* _RECORDED INFORMATION_:

+--

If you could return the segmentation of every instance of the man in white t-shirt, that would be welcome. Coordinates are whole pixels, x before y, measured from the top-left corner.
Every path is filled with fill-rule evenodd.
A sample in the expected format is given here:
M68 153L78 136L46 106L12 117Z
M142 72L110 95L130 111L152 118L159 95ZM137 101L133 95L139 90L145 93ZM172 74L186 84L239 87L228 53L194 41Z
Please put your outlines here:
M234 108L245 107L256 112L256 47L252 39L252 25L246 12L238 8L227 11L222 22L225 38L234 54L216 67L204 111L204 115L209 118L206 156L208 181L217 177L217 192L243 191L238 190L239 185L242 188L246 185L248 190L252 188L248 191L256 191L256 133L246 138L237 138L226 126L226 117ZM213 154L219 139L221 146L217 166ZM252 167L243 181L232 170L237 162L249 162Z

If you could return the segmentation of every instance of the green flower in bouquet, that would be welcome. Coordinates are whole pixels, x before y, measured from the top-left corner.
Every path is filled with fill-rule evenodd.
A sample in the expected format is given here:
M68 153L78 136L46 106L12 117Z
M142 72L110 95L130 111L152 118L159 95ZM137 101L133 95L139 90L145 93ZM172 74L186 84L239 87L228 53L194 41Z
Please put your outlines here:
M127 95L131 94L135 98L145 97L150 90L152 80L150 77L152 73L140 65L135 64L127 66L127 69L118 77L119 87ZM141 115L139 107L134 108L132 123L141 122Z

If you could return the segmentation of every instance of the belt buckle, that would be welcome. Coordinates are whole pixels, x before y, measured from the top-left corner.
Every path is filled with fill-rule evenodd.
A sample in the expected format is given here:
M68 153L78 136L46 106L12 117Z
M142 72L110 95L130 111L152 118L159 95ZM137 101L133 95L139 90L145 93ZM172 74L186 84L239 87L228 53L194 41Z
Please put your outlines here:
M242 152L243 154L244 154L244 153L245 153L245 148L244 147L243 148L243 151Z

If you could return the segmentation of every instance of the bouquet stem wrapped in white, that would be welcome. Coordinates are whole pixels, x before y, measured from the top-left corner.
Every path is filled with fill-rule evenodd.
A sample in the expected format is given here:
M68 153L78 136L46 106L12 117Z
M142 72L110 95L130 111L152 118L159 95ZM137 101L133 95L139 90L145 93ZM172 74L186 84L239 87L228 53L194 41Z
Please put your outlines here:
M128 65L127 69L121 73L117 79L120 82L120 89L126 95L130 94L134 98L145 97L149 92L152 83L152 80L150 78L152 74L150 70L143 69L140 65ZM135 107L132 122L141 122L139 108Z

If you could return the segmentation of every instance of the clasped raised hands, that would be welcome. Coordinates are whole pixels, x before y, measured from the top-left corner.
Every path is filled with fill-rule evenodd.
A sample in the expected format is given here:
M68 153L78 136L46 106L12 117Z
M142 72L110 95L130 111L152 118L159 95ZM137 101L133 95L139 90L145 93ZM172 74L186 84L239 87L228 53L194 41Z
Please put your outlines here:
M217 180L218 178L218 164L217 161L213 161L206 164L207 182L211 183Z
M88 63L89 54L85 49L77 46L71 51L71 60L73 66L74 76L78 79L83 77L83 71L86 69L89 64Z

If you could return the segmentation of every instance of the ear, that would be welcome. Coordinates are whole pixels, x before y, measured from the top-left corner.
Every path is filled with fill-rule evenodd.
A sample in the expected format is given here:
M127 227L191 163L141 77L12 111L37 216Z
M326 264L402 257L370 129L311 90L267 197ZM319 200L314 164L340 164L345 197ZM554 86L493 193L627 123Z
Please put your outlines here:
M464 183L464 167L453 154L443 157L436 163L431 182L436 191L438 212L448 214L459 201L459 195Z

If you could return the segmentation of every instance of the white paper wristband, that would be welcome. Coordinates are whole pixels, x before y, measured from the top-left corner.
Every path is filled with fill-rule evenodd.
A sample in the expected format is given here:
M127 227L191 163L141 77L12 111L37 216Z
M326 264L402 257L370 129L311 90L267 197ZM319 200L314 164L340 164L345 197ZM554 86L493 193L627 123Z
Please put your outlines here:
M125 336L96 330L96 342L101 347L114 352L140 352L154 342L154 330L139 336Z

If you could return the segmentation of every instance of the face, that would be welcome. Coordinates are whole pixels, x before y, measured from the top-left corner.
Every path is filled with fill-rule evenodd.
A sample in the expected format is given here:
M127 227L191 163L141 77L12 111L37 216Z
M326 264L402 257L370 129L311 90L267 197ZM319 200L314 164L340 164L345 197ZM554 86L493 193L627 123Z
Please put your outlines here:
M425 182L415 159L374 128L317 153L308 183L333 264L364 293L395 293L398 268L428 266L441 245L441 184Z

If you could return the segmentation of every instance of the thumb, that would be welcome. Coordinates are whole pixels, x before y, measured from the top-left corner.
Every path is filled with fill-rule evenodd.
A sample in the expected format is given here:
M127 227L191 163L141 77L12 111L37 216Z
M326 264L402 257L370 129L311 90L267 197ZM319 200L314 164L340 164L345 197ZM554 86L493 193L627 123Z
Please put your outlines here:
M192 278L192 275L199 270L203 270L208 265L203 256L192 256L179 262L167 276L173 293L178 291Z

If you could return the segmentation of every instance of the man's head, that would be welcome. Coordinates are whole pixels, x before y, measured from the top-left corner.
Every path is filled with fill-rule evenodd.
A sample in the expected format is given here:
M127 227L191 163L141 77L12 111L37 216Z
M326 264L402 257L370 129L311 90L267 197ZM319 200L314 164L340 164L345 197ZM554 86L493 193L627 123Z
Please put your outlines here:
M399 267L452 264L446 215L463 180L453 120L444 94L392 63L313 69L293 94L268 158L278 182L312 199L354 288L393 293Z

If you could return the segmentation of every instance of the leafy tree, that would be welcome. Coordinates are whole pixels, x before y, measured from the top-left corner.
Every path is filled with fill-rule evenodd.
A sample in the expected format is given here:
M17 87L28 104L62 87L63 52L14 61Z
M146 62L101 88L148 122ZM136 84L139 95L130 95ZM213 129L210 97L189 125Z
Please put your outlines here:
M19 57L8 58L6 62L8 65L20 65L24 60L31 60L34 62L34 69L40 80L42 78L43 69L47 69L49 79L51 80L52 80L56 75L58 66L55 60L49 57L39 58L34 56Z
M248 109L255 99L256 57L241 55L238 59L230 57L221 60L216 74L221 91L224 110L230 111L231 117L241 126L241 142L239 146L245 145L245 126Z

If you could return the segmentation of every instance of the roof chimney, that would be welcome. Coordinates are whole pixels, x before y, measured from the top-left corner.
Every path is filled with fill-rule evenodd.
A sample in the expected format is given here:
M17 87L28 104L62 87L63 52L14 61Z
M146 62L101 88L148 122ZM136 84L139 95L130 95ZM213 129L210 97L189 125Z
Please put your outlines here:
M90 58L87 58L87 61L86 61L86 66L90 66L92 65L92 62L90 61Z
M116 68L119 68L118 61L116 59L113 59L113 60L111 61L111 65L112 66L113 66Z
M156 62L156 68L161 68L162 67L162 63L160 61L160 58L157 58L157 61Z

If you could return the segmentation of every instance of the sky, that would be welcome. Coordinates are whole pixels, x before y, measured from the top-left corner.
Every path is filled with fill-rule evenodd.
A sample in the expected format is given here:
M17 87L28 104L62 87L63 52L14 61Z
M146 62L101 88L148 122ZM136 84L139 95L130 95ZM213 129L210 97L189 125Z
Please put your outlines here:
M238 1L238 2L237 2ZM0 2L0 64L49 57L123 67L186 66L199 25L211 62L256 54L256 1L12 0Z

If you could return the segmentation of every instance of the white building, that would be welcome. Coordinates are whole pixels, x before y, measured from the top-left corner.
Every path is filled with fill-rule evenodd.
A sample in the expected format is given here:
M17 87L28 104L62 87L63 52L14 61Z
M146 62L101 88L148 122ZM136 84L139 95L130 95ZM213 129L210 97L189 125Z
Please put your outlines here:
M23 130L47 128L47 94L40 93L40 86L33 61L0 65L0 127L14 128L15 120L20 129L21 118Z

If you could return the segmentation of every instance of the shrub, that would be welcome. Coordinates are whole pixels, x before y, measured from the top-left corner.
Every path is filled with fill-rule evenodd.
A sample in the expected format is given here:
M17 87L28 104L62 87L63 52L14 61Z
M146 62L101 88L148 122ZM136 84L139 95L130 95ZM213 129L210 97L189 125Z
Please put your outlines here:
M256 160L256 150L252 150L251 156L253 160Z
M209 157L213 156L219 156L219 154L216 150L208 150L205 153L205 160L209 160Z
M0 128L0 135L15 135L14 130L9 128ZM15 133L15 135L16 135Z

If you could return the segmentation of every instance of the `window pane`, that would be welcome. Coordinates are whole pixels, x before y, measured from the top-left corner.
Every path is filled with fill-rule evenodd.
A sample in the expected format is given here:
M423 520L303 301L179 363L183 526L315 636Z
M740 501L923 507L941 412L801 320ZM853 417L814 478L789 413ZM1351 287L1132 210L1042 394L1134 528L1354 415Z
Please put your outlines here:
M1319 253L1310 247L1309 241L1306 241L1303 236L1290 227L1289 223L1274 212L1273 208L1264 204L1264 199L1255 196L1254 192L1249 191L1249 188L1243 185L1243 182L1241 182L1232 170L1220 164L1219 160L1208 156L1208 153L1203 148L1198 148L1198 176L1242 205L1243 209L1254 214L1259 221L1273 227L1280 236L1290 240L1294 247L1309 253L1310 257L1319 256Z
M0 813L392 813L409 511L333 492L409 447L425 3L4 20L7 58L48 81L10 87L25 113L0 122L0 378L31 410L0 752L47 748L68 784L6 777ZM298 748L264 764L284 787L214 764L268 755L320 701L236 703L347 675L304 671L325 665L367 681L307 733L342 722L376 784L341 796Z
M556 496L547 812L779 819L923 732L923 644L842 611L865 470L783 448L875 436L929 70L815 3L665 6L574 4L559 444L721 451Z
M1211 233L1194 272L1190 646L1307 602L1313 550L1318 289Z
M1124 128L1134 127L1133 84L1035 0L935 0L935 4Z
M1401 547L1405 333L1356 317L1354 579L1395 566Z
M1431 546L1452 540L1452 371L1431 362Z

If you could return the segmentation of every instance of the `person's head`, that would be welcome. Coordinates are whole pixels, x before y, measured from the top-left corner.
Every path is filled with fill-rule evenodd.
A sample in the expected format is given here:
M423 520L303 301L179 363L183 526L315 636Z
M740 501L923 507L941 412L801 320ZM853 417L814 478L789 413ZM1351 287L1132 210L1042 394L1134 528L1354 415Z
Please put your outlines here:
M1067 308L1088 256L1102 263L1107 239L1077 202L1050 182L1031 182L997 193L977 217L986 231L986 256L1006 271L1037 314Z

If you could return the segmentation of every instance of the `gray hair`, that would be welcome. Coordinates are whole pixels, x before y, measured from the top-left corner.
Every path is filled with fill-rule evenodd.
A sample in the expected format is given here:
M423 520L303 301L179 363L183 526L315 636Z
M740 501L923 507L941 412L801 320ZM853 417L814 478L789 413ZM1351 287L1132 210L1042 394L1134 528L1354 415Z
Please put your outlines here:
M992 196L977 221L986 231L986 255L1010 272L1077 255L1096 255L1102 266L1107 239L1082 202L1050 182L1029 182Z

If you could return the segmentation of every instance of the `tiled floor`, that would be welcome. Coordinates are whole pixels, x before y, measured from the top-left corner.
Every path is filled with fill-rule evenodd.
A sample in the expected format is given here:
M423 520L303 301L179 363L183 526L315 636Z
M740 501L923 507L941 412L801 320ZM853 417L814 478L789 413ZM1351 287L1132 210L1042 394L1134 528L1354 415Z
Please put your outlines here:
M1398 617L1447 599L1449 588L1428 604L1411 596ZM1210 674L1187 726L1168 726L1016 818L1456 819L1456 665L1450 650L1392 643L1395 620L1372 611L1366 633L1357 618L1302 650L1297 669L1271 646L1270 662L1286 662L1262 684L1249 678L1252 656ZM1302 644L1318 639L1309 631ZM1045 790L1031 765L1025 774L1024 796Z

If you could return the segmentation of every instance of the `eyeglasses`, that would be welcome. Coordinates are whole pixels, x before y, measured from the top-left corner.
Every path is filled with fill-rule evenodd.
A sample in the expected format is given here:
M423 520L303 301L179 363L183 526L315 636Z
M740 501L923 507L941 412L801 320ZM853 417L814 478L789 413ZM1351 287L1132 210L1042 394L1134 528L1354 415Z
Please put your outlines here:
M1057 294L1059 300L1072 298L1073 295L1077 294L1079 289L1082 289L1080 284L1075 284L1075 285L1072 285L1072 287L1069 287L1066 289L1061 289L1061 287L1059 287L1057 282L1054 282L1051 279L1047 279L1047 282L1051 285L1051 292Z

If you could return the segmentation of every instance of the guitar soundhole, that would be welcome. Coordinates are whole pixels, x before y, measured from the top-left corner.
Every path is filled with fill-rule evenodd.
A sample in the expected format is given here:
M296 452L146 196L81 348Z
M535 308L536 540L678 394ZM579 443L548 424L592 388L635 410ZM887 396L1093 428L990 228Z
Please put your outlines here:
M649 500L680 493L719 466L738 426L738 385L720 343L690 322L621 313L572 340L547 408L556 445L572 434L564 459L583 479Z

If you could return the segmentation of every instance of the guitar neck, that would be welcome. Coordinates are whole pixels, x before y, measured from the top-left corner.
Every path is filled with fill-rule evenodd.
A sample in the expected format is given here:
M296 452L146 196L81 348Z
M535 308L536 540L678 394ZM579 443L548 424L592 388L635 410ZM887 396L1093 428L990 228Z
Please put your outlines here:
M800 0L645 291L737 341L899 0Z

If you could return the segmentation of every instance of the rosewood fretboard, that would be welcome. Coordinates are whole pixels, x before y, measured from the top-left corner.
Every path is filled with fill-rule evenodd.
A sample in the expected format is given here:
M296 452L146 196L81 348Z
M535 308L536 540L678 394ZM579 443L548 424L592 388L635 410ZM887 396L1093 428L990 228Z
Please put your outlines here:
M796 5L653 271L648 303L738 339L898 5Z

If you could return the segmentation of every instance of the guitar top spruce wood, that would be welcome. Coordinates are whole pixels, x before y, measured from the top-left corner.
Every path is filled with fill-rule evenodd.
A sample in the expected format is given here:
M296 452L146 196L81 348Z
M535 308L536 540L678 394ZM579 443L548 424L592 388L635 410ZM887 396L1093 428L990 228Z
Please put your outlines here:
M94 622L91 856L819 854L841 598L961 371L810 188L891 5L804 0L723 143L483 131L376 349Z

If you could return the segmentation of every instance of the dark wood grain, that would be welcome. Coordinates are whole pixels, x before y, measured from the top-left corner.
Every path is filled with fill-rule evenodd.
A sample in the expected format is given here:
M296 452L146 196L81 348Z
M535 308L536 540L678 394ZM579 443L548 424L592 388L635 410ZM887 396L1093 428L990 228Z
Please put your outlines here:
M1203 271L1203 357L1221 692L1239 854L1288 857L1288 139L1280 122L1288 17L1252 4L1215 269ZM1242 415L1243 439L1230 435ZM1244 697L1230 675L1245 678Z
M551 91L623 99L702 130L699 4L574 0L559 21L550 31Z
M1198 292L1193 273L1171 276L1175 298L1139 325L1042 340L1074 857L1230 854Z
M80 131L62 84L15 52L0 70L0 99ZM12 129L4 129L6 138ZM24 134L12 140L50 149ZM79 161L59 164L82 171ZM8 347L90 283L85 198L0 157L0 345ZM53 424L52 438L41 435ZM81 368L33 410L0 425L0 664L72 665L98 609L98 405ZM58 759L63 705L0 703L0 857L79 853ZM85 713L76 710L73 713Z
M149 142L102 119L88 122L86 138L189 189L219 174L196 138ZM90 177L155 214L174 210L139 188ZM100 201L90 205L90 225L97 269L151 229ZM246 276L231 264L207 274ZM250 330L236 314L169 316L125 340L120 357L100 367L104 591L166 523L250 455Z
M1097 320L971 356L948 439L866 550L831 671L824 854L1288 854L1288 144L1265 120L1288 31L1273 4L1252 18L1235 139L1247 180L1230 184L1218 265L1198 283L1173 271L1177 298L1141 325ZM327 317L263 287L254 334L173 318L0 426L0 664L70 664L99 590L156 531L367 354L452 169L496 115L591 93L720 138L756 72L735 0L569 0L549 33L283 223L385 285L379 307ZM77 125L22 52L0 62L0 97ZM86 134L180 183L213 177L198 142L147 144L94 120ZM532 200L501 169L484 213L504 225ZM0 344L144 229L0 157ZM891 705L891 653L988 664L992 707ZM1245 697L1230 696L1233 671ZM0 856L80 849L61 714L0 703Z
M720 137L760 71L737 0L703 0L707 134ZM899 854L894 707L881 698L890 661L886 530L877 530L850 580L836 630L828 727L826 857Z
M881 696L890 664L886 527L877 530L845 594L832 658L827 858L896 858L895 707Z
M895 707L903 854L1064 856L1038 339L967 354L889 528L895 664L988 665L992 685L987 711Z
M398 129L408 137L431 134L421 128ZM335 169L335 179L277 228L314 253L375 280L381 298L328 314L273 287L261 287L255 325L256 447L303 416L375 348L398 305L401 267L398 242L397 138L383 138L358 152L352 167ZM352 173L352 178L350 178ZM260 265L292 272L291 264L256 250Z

+--

* _DIRECTIONS FOR THIS TASK_: Extract, word for word, the part of the entries that opens with the very first line and closes with the line containing "M234 108L245 107L256", including both of those lines.

* _COMPLETE ANSWER_:
If you could return the segmentation of every instance of the man in white t-shirt, that would be welcome. Coordinates are whole pixels, x before y, measured from the top-left corner.
Every path is filled with fill-rule evenodd.
A sample in the expected format is given here:
M68 153L78 136L46 106L12 117Z
M142 72L110 95L130 111L152 118L159 95ZM137 101L133 95L139 90L145 93ZM172 74L186 84L239 87L228 53L194 41Z
Please put your outlines here:
M234 108L245 107L256 112L256 47L252 39L252 25L246 12L238 8L227 11L222 22L225 38L234 54L216 67L204 111L204 115L209 118L206 156L208 181L217 177L217 192L243 191L238 190L239 185L242 188L246 185L248 190L252 188L248 191L256 191L256 133L246 138L237 138L226 126L226 117ZM213 154L219 139L221 146L217 166ZM252 167L243 181L232 170L237 162L249 162Z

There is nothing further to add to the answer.